▶ What this task involves
Please print the entries below line for line, with no changes.

Records from a data source:
────────────────────
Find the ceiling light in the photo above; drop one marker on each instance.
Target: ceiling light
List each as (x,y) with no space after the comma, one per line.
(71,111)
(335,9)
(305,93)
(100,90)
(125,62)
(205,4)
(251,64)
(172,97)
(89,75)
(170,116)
────────────────────
▶ Answer to this task
Find the ceiling light in the photo above; drop one marker on each instance.
Target: ceiling light
List each as (x,y) with no space after the comma, one per line.
(71,111)
(335,9)
(305,93)
(100,90)
(125,62)
(205,4)
(251,64)
(172,97)
(89,75)
(170,116)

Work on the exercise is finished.